[START]
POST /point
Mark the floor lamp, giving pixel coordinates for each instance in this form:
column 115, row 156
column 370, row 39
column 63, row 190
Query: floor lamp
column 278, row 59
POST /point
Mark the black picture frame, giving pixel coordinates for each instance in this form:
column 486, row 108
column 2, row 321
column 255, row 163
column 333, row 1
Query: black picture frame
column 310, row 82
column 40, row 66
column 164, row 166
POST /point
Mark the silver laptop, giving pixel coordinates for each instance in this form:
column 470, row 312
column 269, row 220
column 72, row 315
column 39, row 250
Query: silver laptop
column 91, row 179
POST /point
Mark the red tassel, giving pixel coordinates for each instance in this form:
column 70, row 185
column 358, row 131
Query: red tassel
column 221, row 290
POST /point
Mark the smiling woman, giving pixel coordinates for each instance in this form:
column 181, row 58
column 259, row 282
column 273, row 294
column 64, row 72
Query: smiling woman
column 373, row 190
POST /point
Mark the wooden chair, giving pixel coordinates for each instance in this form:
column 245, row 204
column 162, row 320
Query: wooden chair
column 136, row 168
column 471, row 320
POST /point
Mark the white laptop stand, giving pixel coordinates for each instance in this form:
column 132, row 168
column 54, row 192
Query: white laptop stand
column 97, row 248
[END]
[START]
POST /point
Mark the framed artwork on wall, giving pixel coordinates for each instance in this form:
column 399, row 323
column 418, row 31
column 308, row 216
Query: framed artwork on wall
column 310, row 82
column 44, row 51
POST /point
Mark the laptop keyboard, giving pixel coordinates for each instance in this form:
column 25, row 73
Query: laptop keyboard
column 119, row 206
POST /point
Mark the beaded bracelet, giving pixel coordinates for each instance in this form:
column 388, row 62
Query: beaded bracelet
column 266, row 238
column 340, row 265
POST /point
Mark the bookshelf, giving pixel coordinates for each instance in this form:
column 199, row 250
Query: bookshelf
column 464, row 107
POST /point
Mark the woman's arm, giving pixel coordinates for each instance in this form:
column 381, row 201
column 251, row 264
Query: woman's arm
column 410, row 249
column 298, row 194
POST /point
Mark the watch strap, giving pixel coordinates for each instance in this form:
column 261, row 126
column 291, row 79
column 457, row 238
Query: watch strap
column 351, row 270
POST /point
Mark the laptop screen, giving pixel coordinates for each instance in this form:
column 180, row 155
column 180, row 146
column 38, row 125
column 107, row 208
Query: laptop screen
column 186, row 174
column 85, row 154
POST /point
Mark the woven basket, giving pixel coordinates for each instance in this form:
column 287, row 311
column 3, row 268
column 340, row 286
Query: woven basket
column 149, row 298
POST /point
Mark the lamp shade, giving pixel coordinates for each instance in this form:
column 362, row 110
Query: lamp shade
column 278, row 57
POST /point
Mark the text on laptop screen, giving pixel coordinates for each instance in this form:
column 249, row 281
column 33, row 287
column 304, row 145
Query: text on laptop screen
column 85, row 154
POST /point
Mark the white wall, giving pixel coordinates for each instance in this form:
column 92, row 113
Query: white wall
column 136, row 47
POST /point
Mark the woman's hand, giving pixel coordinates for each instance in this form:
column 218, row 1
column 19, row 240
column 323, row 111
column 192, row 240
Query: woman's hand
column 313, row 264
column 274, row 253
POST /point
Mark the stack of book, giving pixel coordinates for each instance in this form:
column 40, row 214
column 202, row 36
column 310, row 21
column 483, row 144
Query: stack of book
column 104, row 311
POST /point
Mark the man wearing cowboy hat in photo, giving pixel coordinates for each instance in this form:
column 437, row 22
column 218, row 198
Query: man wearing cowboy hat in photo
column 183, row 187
[END]
*WRITTEN INSTRUCTION*
Find every line in the entries that contains the string "stack", matching case exactly, and copy each such line in full.

*THE RESPONSE*
Mark the stack of book, giving pixel coordinates for each instance in this form:
Query: stack of book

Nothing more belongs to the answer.